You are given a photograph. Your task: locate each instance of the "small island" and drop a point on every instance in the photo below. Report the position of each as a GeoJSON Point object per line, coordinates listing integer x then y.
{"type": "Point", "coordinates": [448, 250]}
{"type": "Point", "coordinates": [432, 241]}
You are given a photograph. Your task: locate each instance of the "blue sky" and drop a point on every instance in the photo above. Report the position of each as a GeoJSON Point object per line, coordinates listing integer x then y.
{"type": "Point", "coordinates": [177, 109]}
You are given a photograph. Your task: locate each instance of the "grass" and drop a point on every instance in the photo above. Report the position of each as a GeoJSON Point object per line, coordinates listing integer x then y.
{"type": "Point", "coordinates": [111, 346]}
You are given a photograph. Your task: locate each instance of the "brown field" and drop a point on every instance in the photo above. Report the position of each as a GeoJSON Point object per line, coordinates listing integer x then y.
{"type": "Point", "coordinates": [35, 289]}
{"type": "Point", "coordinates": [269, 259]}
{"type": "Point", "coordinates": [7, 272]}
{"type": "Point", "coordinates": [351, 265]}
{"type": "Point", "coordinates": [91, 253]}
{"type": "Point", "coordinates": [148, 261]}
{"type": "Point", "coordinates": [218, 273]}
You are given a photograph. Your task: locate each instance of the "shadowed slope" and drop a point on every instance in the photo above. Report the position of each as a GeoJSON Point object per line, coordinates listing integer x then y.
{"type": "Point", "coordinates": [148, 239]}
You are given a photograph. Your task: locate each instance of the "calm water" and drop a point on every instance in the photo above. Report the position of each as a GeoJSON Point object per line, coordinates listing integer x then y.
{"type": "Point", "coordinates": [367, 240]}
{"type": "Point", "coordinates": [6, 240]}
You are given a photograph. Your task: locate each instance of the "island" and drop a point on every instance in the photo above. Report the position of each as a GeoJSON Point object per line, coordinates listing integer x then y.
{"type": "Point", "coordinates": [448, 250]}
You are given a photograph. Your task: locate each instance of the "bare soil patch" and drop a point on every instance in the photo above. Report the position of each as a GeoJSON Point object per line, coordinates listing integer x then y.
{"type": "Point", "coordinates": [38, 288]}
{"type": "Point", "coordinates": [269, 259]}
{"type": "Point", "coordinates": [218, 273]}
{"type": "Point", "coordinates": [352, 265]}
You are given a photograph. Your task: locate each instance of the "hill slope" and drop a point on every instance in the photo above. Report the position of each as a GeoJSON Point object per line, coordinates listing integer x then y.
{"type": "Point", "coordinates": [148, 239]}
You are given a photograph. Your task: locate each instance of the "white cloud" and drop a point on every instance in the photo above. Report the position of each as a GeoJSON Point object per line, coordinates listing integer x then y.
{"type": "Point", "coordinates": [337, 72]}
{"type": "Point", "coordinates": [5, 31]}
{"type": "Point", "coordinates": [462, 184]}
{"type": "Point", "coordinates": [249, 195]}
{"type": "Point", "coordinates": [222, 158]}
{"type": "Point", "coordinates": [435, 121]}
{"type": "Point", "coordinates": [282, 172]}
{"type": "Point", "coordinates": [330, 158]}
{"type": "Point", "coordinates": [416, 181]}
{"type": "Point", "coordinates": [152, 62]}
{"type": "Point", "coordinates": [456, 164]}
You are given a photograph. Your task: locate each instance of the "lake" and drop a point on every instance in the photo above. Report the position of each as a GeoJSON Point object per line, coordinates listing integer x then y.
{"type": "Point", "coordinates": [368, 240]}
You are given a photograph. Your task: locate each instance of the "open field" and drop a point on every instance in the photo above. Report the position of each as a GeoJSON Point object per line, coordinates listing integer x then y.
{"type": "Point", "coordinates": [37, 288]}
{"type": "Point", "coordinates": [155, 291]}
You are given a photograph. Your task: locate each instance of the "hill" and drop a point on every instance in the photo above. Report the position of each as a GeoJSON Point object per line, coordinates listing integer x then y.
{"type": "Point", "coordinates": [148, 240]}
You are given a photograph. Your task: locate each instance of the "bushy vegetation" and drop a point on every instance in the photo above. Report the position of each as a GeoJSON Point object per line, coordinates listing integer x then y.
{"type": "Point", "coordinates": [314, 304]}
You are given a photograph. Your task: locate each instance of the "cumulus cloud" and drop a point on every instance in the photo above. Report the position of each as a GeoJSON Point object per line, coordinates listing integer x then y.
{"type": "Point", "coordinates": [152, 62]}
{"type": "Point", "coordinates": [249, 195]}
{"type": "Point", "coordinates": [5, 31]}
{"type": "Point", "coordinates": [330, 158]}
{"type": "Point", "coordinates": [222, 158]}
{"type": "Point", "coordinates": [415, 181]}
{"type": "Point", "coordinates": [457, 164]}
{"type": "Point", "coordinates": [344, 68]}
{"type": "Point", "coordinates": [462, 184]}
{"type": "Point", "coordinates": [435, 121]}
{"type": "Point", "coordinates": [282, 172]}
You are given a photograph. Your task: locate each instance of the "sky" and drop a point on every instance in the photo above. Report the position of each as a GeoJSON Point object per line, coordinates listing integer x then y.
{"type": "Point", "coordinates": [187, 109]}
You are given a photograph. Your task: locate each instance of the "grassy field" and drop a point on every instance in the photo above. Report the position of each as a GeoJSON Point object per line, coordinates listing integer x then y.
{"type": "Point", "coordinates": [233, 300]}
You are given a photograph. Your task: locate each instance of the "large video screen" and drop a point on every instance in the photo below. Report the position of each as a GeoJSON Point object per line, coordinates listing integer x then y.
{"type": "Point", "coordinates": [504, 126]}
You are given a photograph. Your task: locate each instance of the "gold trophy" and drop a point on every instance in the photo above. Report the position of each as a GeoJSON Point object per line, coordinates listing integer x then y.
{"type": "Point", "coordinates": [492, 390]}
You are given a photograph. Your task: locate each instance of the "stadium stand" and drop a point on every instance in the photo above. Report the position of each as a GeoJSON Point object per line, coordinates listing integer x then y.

[Work instructions] Return every line of the listing above that contains the word "slope".

[Task answer]
You are given a photograph. Your task: locate each instance of the "shadowed slope" and drop a point on every instance in the photo above. Report the position of each as a GeoJSON Point object per line, coordinates listing integer x then y.
You are given a photograph. Your task: locate each instance of the "hill slope" and drop a point on every instance in the photo above. Report the position of each as a GeoJSON Point object per line, coordinates listing integer x then y.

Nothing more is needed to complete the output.